* [TASK STATEMENT]
Render each of the following lines as an item in a numbered list, omitting any blank lines.

* [DATA SHOWN]

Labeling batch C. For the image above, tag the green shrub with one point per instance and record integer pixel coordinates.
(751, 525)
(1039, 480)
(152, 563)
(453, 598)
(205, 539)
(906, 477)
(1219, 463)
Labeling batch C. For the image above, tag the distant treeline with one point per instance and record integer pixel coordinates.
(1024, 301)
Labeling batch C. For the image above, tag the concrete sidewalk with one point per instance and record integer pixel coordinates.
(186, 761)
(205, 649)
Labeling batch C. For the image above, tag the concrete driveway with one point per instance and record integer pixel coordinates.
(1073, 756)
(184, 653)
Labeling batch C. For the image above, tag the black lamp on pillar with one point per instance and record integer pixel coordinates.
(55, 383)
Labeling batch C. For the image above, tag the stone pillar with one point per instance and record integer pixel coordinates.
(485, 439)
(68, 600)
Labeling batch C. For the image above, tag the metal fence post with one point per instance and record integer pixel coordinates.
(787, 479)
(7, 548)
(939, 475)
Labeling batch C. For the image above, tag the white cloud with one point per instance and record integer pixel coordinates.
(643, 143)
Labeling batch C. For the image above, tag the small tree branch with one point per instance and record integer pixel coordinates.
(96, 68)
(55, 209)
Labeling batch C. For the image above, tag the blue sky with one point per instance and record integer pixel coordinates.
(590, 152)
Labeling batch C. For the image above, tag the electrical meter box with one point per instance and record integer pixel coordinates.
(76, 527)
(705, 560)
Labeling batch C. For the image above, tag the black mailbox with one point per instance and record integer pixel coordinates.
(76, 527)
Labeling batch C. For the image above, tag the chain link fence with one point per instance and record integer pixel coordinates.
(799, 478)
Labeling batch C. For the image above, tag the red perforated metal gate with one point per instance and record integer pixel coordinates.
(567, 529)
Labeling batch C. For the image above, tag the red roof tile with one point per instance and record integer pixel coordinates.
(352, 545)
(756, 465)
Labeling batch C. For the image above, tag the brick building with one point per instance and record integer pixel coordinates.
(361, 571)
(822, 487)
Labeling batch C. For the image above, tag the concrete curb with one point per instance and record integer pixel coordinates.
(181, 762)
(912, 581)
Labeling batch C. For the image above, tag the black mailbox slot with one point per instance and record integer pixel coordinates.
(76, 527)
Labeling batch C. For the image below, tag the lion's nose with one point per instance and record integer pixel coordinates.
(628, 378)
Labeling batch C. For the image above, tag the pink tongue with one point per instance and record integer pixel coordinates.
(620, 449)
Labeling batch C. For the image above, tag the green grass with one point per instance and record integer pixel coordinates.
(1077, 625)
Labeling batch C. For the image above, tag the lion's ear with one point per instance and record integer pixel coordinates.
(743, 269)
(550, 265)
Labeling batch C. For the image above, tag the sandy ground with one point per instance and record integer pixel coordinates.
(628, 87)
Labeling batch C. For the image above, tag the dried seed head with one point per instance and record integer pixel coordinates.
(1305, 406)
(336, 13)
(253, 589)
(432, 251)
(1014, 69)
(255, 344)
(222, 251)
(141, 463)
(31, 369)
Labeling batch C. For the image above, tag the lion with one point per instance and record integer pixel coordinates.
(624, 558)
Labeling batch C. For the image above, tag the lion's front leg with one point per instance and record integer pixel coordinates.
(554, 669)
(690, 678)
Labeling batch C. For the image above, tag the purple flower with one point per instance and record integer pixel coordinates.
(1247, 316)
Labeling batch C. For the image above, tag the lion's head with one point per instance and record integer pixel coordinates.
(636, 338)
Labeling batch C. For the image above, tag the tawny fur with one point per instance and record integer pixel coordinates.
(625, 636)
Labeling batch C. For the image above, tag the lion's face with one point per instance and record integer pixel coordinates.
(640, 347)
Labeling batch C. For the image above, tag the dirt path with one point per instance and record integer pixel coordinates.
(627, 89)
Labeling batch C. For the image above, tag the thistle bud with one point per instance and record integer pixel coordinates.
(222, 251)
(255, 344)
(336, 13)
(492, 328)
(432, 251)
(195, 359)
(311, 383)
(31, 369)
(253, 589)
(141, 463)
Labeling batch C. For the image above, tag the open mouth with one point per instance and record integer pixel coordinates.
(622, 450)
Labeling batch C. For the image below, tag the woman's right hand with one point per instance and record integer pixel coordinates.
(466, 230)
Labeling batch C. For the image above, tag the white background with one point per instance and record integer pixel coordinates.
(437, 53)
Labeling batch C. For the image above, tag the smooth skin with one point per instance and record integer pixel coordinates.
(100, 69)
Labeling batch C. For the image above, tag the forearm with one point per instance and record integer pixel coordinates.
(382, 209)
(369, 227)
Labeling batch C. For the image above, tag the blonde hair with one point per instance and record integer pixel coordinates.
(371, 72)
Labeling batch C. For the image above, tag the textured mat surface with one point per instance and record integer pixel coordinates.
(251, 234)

* [TASK ANSWER]
1. Labeling batch C. For the image above, tag the green shrub with one point per instance and record integer pixel coordinates.
2. (751, 525)
3. (1039, 480)
4. (152, 563)
5. (453, 598)
6. (205, 539)
7. (906, 477)
8. (1219, 463)
9. Labeling batch C. For the image above, tag the distant treeline with one point per instance and record integer pixel coordinates.
10. (1024, 301)
11. Labeling batch C. For the image above, tag the concrete sidewalk with one point per instance and record integer pixel coordinates.
12. (186, 761)
13. (205, 649)
14. Labeling batch C. For the image above, tag the concrete driveway with one point per instance and record integer pixel coordinates.
15. (1073, 756)
16. (184, 653)
17. Labeling batch C. For the image above, tag the black lamp on pillar with one point per instance and record integer pixel coordinates.
18. (55, 383)
19. Labeling batch C. For the image above, tag the stone pillar with one point per instance and record integer pixel coordinates.
20. (485, 439)
21. (68, 600)
22. Labeling batch C. For the image above, tag the metal fence post with one point per instance and record integer pixel coordinates.
23. (787, 479)
24. (7, 548)
25. (939, 475)
26. Labeling batch C. For the image above, tag the white cloud with one point per instance and record integer pixel coordinates.
27. (643, 143)
28. Labeling batch C. For the image above, tag the small tree branch with one point per instance and record integer pixel coordinates.
29. (96, 68)
30. (55, 209)
31. Labeling batch C. For the image above, tag the blue sky with one point per instance and record integer pixel coordinates.
32. (590, 152)
33. Labeling batch C. For the image above, tag the electrical meter box with one point per instance and record integer pixel coordinates.
34. (76, 527)
35. (705, 560)
36. Labeling batch C. For the image above, tag the black mailbox with one point per instance and record integer pixel coordinates.
37. (76, 527)
38. Labeling batch C. For the image above, tag the chain link fence with one point per instance and record integer pixel coordinates.
39. (799, 478)
40. Labeling batch C. For the image above, tag the red perforated metal gate with one point per instance and record integer pixel coordinates.
41. (567, 529)
42. Labeling batch C. For the image above, tag the red roof tile with one point per instance and record integer pixel coordinates.
43. (352, 545)
44. (756, 465)
45. Labeling batch C. For the image above, tag the brick building with one point per instance and record integer pixel coordinates.
46. (361, 571)
47. (822, 487)
48. Labeling batch C. For the image above, tag the concrete curb with one point per instance and record integer pixel coordinates.
49. (181, 762)
50. (912, 581)
51. Labeling batch C. For the image above, tag the black mailbox slot with one point per instance and record integer pixel coordinates.
52. (76, 527)
53. Labeling batch C. For the image below, tag the lion's nose with one point per instance and record integer pixel coordinates.
54. (628, 378)
55. Labeling batch C. For the image above, tag the pink tongue with one point per instance and record integer pixel coordinates.
56. (620, 449)
57. Labeling batch C. For the image above, tag the green grass with one point per instance and record integer pixel coordinates.
58. (1077, 625)
59. Labeling batch C. For the image above, tag the lion's ear with one point per instance and record integer pixel coordinates.
60. (743, 269)
61. (550, 265)
62. Labeling batch C. For the image above, tag the sandy ground with one point per instance and record integer pixel coordinates.
63. (628, 87)
64. Labeling batch C. For the image above, tag the dried seed head with one point per instance and record integer pixel coordinates.
65. (1305, 406)
66. (336, 13)
67. (253, 589)
68. (432, 251)
69. (1014, 69)
70. (255, 344)
71. (222, 251)
72. (141, 463)
73. (31, 369)
74. Labeling batch C. For the image above, tag the lion with one point per instance and record integer pixel coordinates.
75. (624, 558)
76. Labeling batch C. For the image above, tag the lion's front leg with one point per instance and record integer pixel coordinates.
77. (554, 669)
78. (690, 678)
79. Labeling batch C. For the image above, tag the purple flower with one point per instance and record integer pixel coordinates.
80. (1247, 316)
81. Labeling batch C. For the image above, tag the lion's head with one point per instance and record integer pixel coordinates.
82. (636, 338)
83. Labeling batch C. For the image above, tag the tawny fur with one point per instance and record integer pixel coordinates.
84. (625, 636)
85. Labeling batch C. For the image above, tag the lion's face with one point per instance and record integer pixel coordinates.
86. (640, 347)
87. Labeling batch C. For the image above, tag the dirt path with one point per instance and record integer pixel coordinates.
88. (627, 89)
89. Labeling batch C. For the image above, tag the thistle bud with one point per instance and record integer pixel coordinates.
90. (222, 251)
91. (255, 344)
92. (336, 13)
93. (492, 328)
94. (432, 251)
95. (195, 359)
96. (311, 383)
97. (31, 369)
98. (253, 589)
99. (141, 463)
100. Labeling batch C. For the image above, tag the open mouth with one point per instance and record integer pixel coordinates.
101. (622, 450)
102. Labeling batch C. For the image below, tag the woman's right hand with one point per instance and record integer pixel coordinates.
103. (466, 230)
104. Labeling batch C. For the image above, tag the white background with one point per instance and record integer pixel coordinates.
105. (437, 53)
106. Labeling batch C. For the image above, tag the smooth skin with one point per instance and record integer pixel coordinates.
107. (100, 69)
108. Labeling batch C. For the image above, tag the forearm with one point per instance and record integer pixel coordinates.
109. (382, 209)
110. (369, 227)
111. Labeling batch C. For the image above, tag the blonde hair with one point per instance and record integer pixel coordinates.
112. (371, 72)
113. Labeling batch C. For the image above, tag the textured mat surface with one point per instance and record integer pixel coordinates.
114. (251, 234)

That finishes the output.